── EXTRACTED ENTRIES

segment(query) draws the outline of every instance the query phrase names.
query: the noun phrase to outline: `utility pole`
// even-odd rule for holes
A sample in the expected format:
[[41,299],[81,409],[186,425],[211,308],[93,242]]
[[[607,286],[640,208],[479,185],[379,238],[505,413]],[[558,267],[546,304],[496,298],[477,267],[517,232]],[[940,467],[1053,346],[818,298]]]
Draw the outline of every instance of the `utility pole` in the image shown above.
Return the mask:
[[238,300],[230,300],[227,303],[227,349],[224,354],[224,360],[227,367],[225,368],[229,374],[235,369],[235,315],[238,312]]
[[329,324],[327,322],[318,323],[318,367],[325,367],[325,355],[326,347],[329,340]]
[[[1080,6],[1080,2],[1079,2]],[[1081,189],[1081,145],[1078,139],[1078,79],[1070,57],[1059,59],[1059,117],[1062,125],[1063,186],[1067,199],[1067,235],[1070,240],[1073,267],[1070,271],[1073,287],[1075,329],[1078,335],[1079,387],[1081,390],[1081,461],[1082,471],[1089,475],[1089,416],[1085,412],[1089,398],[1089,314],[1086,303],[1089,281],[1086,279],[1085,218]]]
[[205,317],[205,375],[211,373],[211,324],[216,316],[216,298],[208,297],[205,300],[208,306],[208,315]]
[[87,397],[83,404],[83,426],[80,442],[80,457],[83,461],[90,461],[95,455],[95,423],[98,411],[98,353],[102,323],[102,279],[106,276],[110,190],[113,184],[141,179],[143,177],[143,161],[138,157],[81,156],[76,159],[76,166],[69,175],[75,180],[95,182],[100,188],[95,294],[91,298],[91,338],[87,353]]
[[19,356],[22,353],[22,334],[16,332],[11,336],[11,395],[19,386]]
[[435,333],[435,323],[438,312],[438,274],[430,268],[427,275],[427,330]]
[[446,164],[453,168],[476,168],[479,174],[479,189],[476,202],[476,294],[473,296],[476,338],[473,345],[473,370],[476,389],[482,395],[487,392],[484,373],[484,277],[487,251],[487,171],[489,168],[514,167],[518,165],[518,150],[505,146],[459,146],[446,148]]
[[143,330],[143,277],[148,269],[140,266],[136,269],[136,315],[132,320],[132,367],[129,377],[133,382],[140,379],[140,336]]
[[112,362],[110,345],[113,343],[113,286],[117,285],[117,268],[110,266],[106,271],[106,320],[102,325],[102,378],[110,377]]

────

Could you print each of the rows above again, unchanged and character for character?

> EXPECTED ANSWER
segment(query) draws the outline of every instance the query phrase names.
query: the noun phrase to outline: `utility pole`
// even-odd rule for holes
A sample in the expected format:
[[41,299],[81,409],[186,425],[211,308],[93,242]]
[[[607,286],[640,208],[479,185],[379,238],[505,413]],[[558,267],[546,304],[496,298],[477,267],[517,232]],[[940,467],[1053,346],[818,298]]]
Draw the outline of every instance of the `utility pole` in the image shown above.
Return the mask:
[[238,300],[230,300],[227,303],[227,349],[224,354],[224,360],[227,367],[225,368],[229,374],[235,369],[235,315],[238,312]]
[[329,324],[327,322],[318,323],[318,367],[325,367],[325,355],[326,347],[329,340]]
[[[1080,6],[1080,2],[1079,2]],[[1081,189],[1081,145],[1078,139],[1078,79],[1070,57],[1059,59],[1059,117],[1062,125],[1063,186],[1067,199],[1067,235],[1070,240],[1073,267],[1070,271],[1073,287],[1075,329],[1078,335],[1079,387],[1081,390],[1081,461],[1082,471],[1089,475],[1089,416],[1085,412],[1089,398],[1089,314],[1086,303],[1089,281],[1086,279],[1085,218]]]
[[205,317],[205,375],[211,373],[211,324],[216,316],[216,298],[208,297],[205,300],[208,306],[208,315]]
[[87,397],[83,404],[83,426],[80,442],[80,457],[83,461],[90,461],[95,455],[95,423],[98,411],[98,353],[102,323],[102,279],[106,276],[110,190],[113,184],[141,179],[143,177],[143,161],[138,157],[81,156],[76,159],[76,166],[69,175],[75,180],[95,182],[100,188],[95,294],[91,298],[91,338],[87,353]]
[[19,356],[22,353],[22,334],[16,332],[11,336],[11,395],[19,386]]
[[435,333],[435,323],[438,312],[438,274],[430,268],[427,275],[427,330]]
[[446,164],[453,168],[476,168],[479,174],[479,189],[476,202],[476,294],[473,296],[476,338],[473,345],[473,370],[476,389],[482,395],[487,392],[484,373],[484,277],[487,251],[487,171],[489,168],[514,167],[518,165],[518,150],[505,146],[459,146],[446,148]]
[[143,330],[143,277],[148,269],[140,266],[136,269],[136,315],[132,320],[132,367],[129,377],[133,382],[140,379],[140,336]]
[[112,362],[110,345],[113,343],[113,286],[117,285],[117,268],[110,266],[106,271],[106,320],[102,325],[102,378],[110,377]]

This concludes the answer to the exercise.